- PROBLEMS AND TASKS -
- A) Answer these questions about the passage on Met Gala looks below:
(i) What color and fabric was the turtleneck dress Jordan Roth wore?
(ii) Which studio made the gown Sabine Getty wore?
(iii) For which Blackpink member was this evening her Met Gala debut?
- B) From the listing below, collect every line that contains the string "path".

- PASSAGE TO READ -
________________________________________
Wun also dressed Broadway producer and real estate heir Jordan Roth, who wore a muted gray velvet turtleneck dress with fully gloved sleeves. A spectral, faceless human form—a signature seen in Wun’s couture shows—protruded from the back of Roth’s dress. By appearing to gently touch his face, the accent added a surrealist, hands-on edge to Roth’s attire.

Wun’s hand-focused crew was complete with Blackpink member Lisa, who wore a sweeping sheer white gown with a matching veil—all embroidered with gleaming pearls and crystals. To keep her headwear upright, two extended white arms (naturally, covered in diamond bracelets) added to the look’s avant-garde nature. The pieces also created the surreal effect of Lisa having four arms, which certainly made a sculptural statement.

Sabine Getty rounded out the group in an Ashi Studio gown. The socialite and jewelry designer’s look featured a wispy, pale white layered skirt and one-sleeved bodice, punctuated by a sculpted breastplate. Cast in shades of black, brown, and red, her style depicted hand-painted arms clutching her body. Utilizing craft and an undone effect, her artisanal piece literally portrayed hands as a work of art—which, naturally, was perfectly on-theme.

All of the red carpet’s various hands leaned into a central theme of body security, all while highlighting the natural shape of the human form. However, their wide range of formats proved there’s more than one way to grasp that concept—both figuratively and literally.


Blackpink is no stranger to the red carpet, and, yet, somehow all four members had never attended the same Met Gala. At least until tonight, when Lisa, Jennie, Jisoo, and Rosé had something of a reunion on fashion’s biggest night. It marked the first time that all four members of the South Korean girl group attended the event at the same time. For Jisoo, it was actually her Met Gala debut. In the process, each of their looks highlighted the “Costume Art”-themed evening’s range of red carpet trends, with plenty of sparkle in tow.
Lisa stepped out in a sweeping sheer white dress by Robert Wun, complete with a long-sleeved bodice and mermaid-style skirt. The piece glittered from sprinklings of white and silver Swarovski crystals, but that wasn’t its most eye-catching element. White arm-shaped sculptures dripping in diamond bracelets were attached to the dress, holding up a matching veil over Lisa to form an abstract statement.
________________________________________
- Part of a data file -
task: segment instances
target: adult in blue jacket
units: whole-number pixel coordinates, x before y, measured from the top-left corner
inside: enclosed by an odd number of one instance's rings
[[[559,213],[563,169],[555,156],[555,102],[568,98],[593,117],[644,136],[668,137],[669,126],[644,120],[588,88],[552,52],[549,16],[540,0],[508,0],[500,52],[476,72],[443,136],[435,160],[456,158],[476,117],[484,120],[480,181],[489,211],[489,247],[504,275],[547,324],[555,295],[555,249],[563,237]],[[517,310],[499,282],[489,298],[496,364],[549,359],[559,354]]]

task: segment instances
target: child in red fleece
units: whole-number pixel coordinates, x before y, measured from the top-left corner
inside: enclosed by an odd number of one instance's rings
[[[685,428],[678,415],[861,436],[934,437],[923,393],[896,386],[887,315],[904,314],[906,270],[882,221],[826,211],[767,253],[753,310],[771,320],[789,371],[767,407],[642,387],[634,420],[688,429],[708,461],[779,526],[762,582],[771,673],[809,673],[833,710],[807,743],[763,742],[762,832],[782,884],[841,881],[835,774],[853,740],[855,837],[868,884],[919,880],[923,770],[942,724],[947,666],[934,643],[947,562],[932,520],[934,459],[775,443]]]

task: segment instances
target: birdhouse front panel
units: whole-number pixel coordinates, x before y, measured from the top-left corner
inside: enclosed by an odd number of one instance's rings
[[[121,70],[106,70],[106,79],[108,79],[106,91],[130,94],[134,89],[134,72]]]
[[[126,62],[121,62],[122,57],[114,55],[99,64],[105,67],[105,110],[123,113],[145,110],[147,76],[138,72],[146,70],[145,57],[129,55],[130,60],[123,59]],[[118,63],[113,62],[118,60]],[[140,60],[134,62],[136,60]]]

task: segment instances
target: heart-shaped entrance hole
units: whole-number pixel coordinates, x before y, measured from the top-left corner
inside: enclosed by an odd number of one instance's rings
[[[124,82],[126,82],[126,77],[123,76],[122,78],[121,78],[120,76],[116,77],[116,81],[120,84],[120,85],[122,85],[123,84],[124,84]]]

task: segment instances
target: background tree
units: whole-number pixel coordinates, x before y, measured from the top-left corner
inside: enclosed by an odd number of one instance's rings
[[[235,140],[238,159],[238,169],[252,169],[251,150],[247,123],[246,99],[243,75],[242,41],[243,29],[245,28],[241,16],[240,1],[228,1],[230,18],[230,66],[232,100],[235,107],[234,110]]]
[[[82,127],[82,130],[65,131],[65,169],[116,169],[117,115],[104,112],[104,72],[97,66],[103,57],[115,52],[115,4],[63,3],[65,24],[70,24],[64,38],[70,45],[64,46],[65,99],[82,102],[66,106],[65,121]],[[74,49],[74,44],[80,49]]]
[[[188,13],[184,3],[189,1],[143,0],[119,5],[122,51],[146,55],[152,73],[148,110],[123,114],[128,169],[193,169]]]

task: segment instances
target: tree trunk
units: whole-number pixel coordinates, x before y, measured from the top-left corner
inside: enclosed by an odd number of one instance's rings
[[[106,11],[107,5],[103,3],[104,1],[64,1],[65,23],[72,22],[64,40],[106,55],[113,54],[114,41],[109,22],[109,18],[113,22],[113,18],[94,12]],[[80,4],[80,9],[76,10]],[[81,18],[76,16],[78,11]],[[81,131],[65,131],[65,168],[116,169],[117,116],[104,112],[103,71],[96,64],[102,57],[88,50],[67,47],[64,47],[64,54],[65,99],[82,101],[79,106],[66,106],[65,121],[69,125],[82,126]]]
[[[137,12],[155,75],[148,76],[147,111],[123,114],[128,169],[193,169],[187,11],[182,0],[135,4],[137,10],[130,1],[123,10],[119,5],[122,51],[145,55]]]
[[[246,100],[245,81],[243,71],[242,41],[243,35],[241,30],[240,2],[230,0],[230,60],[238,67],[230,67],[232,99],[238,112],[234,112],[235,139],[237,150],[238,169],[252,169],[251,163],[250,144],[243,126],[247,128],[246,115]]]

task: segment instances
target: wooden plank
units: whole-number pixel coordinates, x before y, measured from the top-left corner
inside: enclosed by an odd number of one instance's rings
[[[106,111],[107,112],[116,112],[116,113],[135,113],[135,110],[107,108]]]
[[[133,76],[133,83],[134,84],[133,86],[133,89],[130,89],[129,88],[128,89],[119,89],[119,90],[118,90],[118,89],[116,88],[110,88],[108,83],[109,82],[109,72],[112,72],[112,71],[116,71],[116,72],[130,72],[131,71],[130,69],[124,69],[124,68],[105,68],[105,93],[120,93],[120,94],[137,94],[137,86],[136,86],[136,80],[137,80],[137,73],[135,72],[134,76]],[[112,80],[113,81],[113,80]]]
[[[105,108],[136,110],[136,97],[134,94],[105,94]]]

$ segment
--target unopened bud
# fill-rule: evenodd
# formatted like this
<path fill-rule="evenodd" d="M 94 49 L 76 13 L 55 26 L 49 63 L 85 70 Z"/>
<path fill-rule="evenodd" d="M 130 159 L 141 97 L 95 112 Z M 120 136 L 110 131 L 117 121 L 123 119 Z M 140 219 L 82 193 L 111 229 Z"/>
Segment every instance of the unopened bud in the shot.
________________________________________
- ANSWERS BELOW -
- A)
(i) Muted gray velvet.
(ii) Ashi Studio.
(iii) Jisoo.

- B)
<path fill-rule="evenodd" d="M 94 49 L 76 13 L 55 26 L 49 63 L 85 70 Z"/>
<path fill-rule="evenodd" d="M 130 159 L 141 97 L 95 112 Z M 120 136 L 110 131 L 117 121 L 123 119 Z M 140 219 L 82 193 L 111 229 Z"/>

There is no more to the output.